* [Required tasks]:
1 - List every dependency named on the MIPSTR page.
2 - Rewrite the part of the MIPSTR page starting at "Updated by Maximilian" and ending at "should they desire.", and swap "openness" for "transparency".

* [Provided text]:
__________

/MIPSTR

Calling short tandem repeat genotypes using molecular inversion probes.

Primary LanguagePythonGNU Affero General Public License v3.0AGPL-3.0

MIPSTR v2 code package

The paper using this code is now out in Genome Research, doi:10.1101/gr.231753.117.

Originally developed (v1) by Keisha Carlson and Peter Sudmant (described in Carlson et al. 2015 Genome Research).

Updated by Maximilian Press and Ashley Hall (v2).

this code will not be supported, other than to deal with obvious bugs. direct inquiries to queitsch@uw.edu. this code is provided in the interest of openness and reproducibility. it is not intended to be extended beyond the application of the authors (Press et al. 2018, ms in revision), though users are certainly welcome to do so should they desire.

dependencies (in path):

  • Linux OS
  • python 2.7
  • NumPy 1.6.1
  • R >=3
  • bwa (with MEM)
  • samtools

DIRS:

  • code/ : contains code.
  • full_mip_design/ : contains data (output from mipgen or generated by user) to make synthetic references, perform genotype calling, etc.
  • references/ : empty now, will fill with synthetic reference fastas when they are made.

FILES:

*MIPSTR_runner.sh: runs code procedurally in a fashion that should generate STR genotypes given MIP designs from mipgen and sequencing data in fastq format.

Fastq data for testing: files too large for github, but can be downloaded here

  • Cvi-NewMIP_S4_L001_R1_001.fastq.gz: forward 250bp reads from a MIPSTR library (a pilot experiment)
  • Cvi-NewMIP_S4_L001_R2_001.fastq.gz: reverse 50bp reads from a MIPSTR library (a pilot experiment)

Place these files in the main MIPSTR directory, which is where the runner script expects them to be.

notes on running the code:

This code is provided as an example of how the pipeline can be run, on a single sample. In order to run on multiple samples, in any practical situation, you will likely need to run parallel jobs for various parts of the pipeline. Mapping especially takes a long time (several hours per sample on a single thread), so if you run the samples sequentially you could be waiting a long time. I have packaged the code in such a way that with minimal modifications multiple jobs could be run at the same time. I ran this analysis on a large Linux cluster with multiple cores available, so it was straightforward to run many samples in parallel. However, I did not want to assume that everyone has this system architecture, and I wanted to keep this example simple, and thus we have the present code.

The initial steps of creating and indexing references is an up-front cost for a given set of MIP probes, so would not have to be repeated in running more libraries that were generated the same way through the pipeline.

To run the pipeline on the provided one-sample dataset, simply run the following in a bash shell: $ sh MIPSTR_runner.sh

This takes about 8hrs on my machine. The code will detect and handle any fastq.gz R1 and R2 file pairs in the main directory, and try to find reads targeted to the STRs indicated in the full_mip_design/ directory. Output will appear in a text file in the main directory when the run finishes. It is currently set up to output one file per input library, but could be recoded fairly easily to collate everything into one data file (you can see commented code in the R genotype caller script that does this).

__________

* [Data section]:
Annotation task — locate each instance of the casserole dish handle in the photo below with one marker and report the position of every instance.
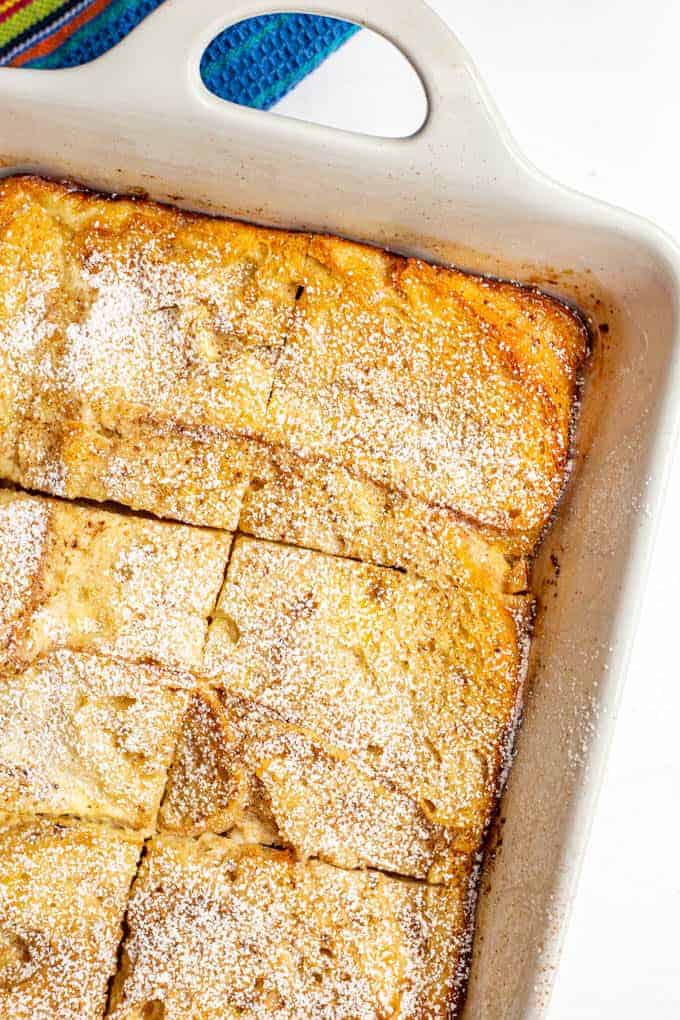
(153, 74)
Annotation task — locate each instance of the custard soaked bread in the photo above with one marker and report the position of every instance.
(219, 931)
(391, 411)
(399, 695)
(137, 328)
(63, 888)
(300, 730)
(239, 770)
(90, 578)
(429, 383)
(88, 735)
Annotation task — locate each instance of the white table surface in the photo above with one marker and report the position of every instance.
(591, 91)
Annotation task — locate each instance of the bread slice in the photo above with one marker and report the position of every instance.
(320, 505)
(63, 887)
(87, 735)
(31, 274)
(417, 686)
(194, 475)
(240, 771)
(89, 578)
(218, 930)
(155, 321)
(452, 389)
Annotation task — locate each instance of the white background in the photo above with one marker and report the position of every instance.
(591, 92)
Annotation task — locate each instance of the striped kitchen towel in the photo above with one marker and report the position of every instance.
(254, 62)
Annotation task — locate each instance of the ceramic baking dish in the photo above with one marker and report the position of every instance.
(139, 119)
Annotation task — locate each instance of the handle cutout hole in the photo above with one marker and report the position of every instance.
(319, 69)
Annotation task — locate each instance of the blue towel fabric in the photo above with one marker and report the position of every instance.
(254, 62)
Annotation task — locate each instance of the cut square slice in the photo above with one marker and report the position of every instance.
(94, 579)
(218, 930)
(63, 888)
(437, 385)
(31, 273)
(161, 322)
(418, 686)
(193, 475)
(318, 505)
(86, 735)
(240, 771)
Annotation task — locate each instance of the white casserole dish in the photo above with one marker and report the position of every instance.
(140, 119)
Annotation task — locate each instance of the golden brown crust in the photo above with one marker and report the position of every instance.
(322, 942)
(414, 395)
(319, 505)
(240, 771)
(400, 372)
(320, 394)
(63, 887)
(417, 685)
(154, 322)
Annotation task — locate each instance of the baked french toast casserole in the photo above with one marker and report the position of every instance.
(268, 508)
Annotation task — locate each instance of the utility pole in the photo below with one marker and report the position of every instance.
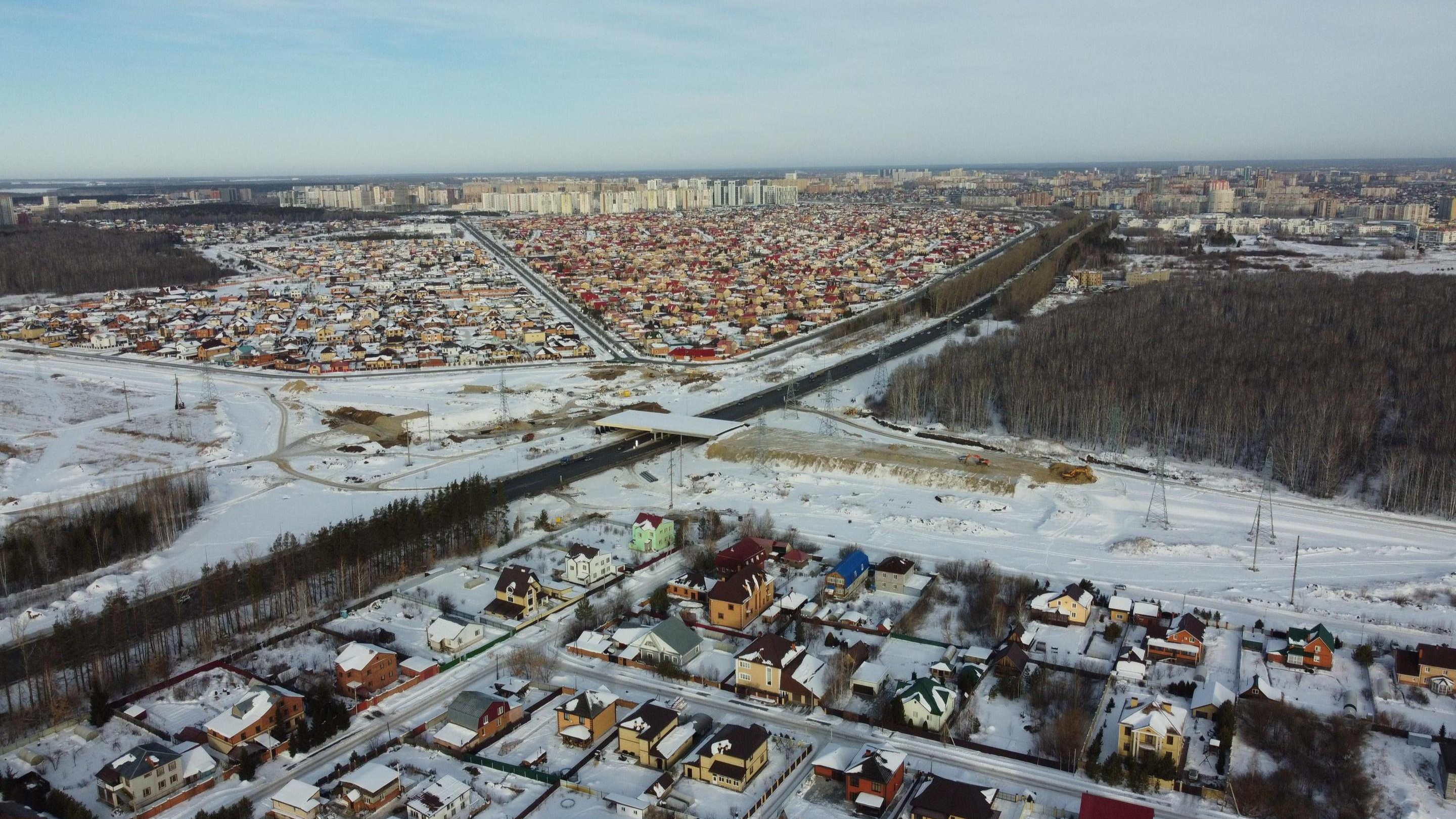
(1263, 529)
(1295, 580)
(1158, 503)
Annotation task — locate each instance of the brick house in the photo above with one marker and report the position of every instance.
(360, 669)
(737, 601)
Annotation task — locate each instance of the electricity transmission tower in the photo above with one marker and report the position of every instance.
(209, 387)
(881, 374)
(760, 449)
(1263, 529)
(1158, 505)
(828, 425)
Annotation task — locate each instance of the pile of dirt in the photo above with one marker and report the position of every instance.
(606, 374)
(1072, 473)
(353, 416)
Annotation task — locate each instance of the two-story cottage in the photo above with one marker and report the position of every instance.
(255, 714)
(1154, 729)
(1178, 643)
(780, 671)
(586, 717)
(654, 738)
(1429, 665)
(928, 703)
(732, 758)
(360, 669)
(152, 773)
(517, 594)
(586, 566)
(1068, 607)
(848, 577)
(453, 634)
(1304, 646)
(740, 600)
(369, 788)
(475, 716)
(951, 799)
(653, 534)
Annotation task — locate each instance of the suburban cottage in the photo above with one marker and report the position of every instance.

__________

* [Task answers]:
1 -
- Linux OS
- python 2.7
- NumPy 1.6.1
- R >=3
- bwa (with MEM)
- samtools

2 -
Updated by Maximilian Press and Ashley Hall (v2).

this code will not be supported, other than to deal with obvious bugs. direct inquiries to queitsch@uw.edu. this code is provided in the interest of transparency and reproducibility. it is not intended to be extended beyond the application of the authors (Press et al. 2018, ms in revision), though users are certainly welcome to do so should they desire.